*** Source extract

Excellent! Let's take a look at the correct query from the previous exercise once again:

SELECT
e.employee_id,
e.first_name,
e.last_name,
COUNT(*) AS orders_count
FROM orders o
JOIN employees e
ON o.employee_id = e.employee_id
GROUP BY e.employee_id,
e.first_name,
e.last_name;

We're grouping by employee_id, but that doesn't mean we need to include it in the SELECT clause. The following query will work just fine:

SELECT
e.first_name,
e.last_name,
COUNT(*) AS orders_count
FROM orders o
JOIN employees e
ON o.employee_id = e.employee_id
GROUP BY e.employee_id,
e.first_name,
e.last_name;

We've already learned that all columns in the SELECT clause that aren't used in an aggregate function must appear in the GROUP BY clause. The opposite, however, is not true: You don't have to SELECT all columns used in the GROUP BY clause.

******

## Challenge 1
Turn everything from the start of the entries down to the line containing "x=303 y=296" into a numbered list, leaving out blank lines.

*** Exercise materials

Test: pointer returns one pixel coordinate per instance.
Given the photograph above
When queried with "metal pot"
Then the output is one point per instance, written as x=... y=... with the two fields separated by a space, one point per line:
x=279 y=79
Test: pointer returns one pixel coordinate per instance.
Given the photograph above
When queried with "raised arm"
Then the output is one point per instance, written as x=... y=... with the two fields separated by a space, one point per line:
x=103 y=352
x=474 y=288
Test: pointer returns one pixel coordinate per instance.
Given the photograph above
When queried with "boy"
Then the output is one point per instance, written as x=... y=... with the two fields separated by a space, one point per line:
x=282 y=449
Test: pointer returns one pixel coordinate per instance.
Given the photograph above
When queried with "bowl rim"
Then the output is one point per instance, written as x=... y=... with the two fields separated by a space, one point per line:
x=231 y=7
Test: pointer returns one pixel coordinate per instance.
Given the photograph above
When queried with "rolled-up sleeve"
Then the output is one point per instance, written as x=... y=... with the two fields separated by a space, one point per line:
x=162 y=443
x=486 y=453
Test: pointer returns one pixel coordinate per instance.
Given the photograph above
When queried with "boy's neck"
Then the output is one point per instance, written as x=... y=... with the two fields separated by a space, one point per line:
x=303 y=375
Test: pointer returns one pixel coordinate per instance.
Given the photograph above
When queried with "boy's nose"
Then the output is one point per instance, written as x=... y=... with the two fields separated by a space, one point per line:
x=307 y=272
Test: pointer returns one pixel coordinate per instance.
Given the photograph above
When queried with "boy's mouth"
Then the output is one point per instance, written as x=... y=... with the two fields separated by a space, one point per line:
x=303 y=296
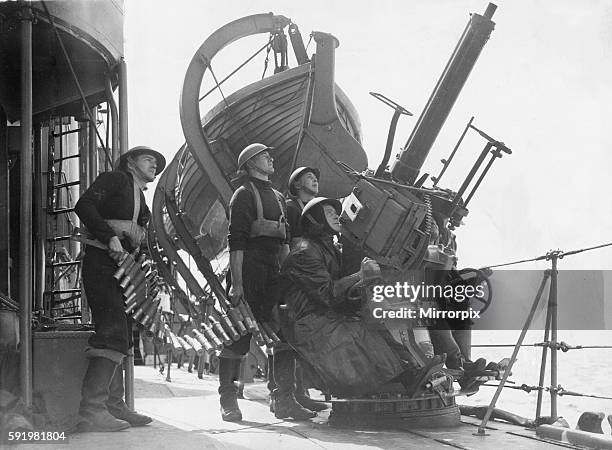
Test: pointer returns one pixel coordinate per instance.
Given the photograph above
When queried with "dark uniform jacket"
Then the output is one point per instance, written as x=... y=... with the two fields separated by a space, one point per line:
x=346 y=356
x=111 y=196
x=294 y=215
x=243 y=212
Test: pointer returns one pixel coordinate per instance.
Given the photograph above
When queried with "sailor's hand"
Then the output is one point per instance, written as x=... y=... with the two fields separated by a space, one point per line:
x=370 y=270
x=115 y=249
x=236 y=294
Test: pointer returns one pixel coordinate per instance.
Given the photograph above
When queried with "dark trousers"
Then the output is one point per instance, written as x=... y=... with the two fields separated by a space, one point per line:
x=260 y=276
x=113 y=327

******

## Challenge 2
Copy everything from "We've already learned" down to "used in the GROUP BY clause." in the GROUP BY lesson, replacing "columns" with "fields".

## Full output 1
1. Test: pointer returns one pixel coordinate per instance.
2. Given the photograph above
3. When queried with "metal pot"
4. Then the output is one point per instance, written as x=... y=... with the two fields separated by a space, one point per line:
5. x=279 y=79
6. Test: pointer returns one pixel coordinate per instance.
7. Given the photograph above
8. When queried with "raised arm"
9. Then the output is one point per instance, written as x=... y=... with the two fields separated by a space, one point per line:
10. x=103 y=352
11. x=474 y=288
12. Test: pointer returns one pixel coordinate per instance.
13. Given the photograph above
14. When queried with "boy"
15. Then the output is one point per instance, written as x=... y=... with the two fields separated by a space, one point per line:
16. x=282 y=449
17. Test: pointer returns one pixel coordinate per instance.
18. Given the photograph above
19. When queried with "bowl rim"
20. Then the output is one point per instance, written as x=... y=... with the two fields separated by a space, one point per line:
21. x=231 y=7
22. Test: pointer returns one pixel coordinate per instance.
23. Given the photograph above
24. When queried with "rolled-up sleeve"
25. Then the output is one point per instance, written as x=... y=... with the two fields separated by a space, one point per line:
26. x=162 y=443
27. x=486 y=453
28. Test: pointer returns one pixel coordinate per instance.
29. Given the photograph above
30. When queried with "boy's neck"
31. Then the output is one point per instance, written as x=... y=... with the two fields separated by a space, one point per line:
32. x=303 y=375
33. Test: pointer returns one pixel coordinate per instance.
34. Given the photograph above
35. When queried with "boy's nose"
36. Then the output is one point per instance, written as x=... y=... with the two fields separated by a space, one point per line:
37. x=307 y=272
38. Test: pointer returns one pixel coordinate per instance.
39. Given the photograph above
40. When queried with "boy's mouth"
41. Then the output is one point per instance, written as x=... y=... with the two fields separated by a space, one point per line:
42. x=303 y=296

## Full output 2
We've already learned that all fields in the SELECT clause that aren't used in an aggregate function must appear in the GROUP BY clause. The opposite, however, is not true: You don't have to SELECT all fields used in the GROUP BY clause.